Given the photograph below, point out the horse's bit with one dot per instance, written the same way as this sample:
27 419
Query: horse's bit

* * *

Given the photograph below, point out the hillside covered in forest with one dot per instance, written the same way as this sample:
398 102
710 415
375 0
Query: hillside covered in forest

==

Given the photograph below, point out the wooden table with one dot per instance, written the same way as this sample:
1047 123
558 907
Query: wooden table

#### YOUR TASK
The range runs from the line above containing "Given the photograph below, point out the horse's" to the line containing "Query: horse's bit", inclusive. Restate those lines word for word and no others.

#### ANSWER TO THE EXERCISE
Given the photograph below, point out the horse's bit with one dot per instance, written the same way as this sample:
27 419
Query: horse's bit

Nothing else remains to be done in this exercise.